* **Goal of the exercise**:
For this exercise, restate the data below with no change at all.

++++ Input material ++++

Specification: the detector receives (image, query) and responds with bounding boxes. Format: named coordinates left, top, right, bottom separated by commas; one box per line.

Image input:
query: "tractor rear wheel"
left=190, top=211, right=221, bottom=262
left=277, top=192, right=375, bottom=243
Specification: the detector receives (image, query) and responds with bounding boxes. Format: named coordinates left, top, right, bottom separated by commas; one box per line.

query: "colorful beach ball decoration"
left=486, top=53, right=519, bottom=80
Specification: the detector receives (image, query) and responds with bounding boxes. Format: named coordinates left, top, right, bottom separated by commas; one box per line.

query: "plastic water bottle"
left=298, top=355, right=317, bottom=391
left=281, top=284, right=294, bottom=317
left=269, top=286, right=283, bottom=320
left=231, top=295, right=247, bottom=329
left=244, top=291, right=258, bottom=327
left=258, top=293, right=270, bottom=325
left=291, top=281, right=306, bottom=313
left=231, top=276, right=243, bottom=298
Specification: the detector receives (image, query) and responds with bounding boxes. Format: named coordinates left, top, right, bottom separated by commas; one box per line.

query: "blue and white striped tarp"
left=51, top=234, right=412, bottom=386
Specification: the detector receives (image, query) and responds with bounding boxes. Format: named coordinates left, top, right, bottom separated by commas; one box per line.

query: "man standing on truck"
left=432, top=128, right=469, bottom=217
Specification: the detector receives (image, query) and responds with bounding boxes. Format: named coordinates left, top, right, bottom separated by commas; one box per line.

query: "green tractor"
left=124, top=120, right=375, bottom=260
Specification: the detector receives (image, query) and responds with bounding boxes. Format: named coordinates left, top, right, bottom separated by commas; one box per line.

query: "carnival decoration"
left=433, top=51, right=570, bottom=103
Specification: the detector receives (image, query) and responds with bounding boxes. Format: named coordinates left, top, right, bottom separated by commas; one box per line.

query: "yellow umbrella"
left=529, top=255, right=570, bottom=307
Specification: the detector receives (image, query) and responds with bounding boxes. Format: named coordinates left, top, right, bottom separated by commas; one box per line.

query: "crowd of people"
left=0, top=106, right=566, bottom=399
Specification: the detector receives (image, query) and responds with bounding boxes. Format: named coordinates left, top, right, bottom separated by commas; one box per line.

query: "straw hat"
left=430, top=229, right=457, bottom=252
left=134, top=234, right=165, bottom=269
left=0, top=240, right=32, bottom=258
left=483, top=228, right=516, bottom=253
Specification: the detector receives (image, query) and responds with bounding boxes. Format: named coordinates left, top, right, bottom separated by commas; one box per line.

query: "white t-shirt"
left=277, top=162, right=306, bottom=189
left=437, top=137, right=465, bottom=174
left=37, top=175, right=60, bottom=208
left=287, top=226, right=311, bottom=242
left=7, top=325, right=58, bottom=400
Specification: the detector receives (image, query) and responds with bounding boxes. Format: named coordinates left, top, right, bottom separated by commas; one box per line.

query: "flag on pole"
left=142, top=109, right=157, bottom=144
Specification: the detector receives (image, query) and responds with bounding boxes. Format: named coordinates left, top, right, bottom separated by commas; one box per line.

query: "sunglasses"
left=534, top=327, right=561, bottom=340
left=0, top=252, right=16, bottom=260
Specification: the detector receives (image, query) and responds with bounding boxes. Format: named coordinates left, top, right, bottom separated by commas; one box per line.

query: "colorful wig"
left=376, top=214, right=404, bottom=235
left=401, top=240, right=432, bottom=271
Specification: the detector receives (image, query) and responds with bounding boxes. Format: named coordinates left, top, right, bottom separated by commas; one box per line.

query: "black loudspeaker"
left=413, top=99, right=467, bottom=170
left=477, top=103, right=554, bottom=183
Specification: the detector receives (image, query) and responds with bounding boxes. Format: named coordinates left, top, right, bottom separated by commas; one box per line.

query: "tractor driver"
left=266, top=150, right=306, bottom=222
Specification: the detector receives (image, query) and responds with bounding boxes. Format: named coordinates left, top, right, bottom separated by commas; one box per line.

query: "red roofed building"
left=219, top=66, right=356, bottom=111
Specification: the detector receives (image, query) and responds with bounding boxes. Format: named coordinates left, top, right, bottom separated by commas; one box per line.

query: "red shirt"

++++

* **Completed task**:
Specification: the detector receives (image, query) and responds with bounding boxes. Format: named coordinates left, top, right, bottom separated by commas; one box per line.

Image input:
query: "tractor rear wheel"
left=190, top=211, right=221, bottom=262
left=277, top=192, right=375, bottom=243
Specification: the detector receives (image, query) and responds with bounding boxes. Format: named coordinates left, top, right, bottom separated by commas; one box per line.

query: "colorful beach ball decoration"
left=486, top=53, right=519, bottom=80
Specification: the detector receives (image, query) and responds with bounding boxes. Format: named coordinates left, top, right, bottom separated by commas; one box per line.

query: "plastic water bottle"
left=298, top=355, right=317, bottom=391
left=281, top=284, right=294, bottom=317
left=269, top=286, right=283, bottom=320
left=231, top=295, right=247, bottom=329
left=244, top=291, right=258, bottom=327
left=258, top=293, right=270, bottom=325
left=291, top=281, right=306, bottom=313
left=231, top=276, right=243, bottom=298
Specification: the detector receives (image, query) and responds with bounding boxes. Format: named coordinates left, top, right, bottom separated by commas; one box per line.

query: "blue and white striped tarp"
left=51, top=234, right=412, bottom=386
Specification: the detector receives (image, query) and responds with bounding boxes. Format: named coordinates left, top, right, bottom separated by commas; one box per line.

query: "man standing on truck"
left=432, top=128, right=469, bottom=217
Specification: the detector receives (image, query) and responds with bounding boxes. Format: named coordinates left, top, right, bottom separated by commas; one box per line.

query: "green tractor"
left=124, top=120, right=375, bottom=260
Specification: the detector receives (image, query) and responds with bounding boxes. Format: named coordinates left, top, right, bottom separated by commas; one box per line.

query: "carnival decoration"
left=433, top=51, right=570, bottom=103
Specification: the detector receives (image, query) and responds with bounding boxes. Format: named coordinates left, top, right, bottom separated by commas; one box per line.

query: "yellow umbrella"
left=529, top=255, right=570, bottom=307
Specification: the detector receives (image, query) and responds with bounding boxes. Format: named coordinates left, top, right, bottom separated by commas; one box per line.

query: "crowd of people"
left=0, top=106, right=566, bottom=399
Specification: the detector receives (image, query) and responds with bounding boxes. Format: named coordinates left, top, right, bottom separated by commas; one box per line.

query: "straw hat"
left=430, top=229, right=457, bottom=252
left=134, top=234, right=165, bottom=269
left=0, top=240, right=32, bottom=258
left=483, top=228, right=516, bottom=253
Specification: the detector receives (image, query) and responds with bounding boxes. Format: named coordinates left, top, right, bottom separated by commas; one box per line.

query: "white t-shirt"
left=277, top=162, right=306, bottom=189
left=437, top=137, right=465, bottom=174
left=37, top=175, right=60, bottom=208
left=287, top=226, right=311, bottom=242
left=7, top=325, right=58, bottom=400
Specification: the detector receives (image, query) and responds with bounding boxes. Format: named coordinates left, top, right, bottom separated by commas; one box per line.

query: "flag on pole"
left=142, top=109, right=157, bottom=144
Specification: the detector receives (image, query) and responds with bounding boxes. Format: named coordinates left, top, right, bottom separated by commas; one box per line.

query: "sunglasses"
left=534, top=327, right=561, bottom=340
left=0, top=252, right=16, bottom=260
Specification: the detector receives (image, query) and responds with bounding boxes. Format: named coordinates left, top, right, bottom separated by commas; one box per line.

query: "colorful wig"
left=376, top=214, right=404, bottom=235
left=401, top=240, right=432, bottom=271
Specification: the detector receives (image, query) and responds with bounding boxes. Format: named coordinates left, top, right, bottom separated by commas; one box per line.

query: "black loudspeaker"
left=413, top=99, right=467, bottom=170
left=477, top=103, right=554, bottom=183
Specification: the detector receives (image, query) and responds with bounding boxes. Format: named coordinates left, top, right, bottom separated by commas; one box per line.

query: "tractor driver"
left=266, top=150, right=306, bottom=222
Specification: the detector receives (image, query) and responds with bounding boxes. Format: named coordinates left, top, right, bottom separated by commas; one box per line.

query: "red roofed building"
left=219, top=66, right=356, bottom=111
Specification: the detector receives (image, query) and responds with bounding boxes. Format: named coordinates left, top, right, bottom separated by commas; one box per line.

query: "red shirt"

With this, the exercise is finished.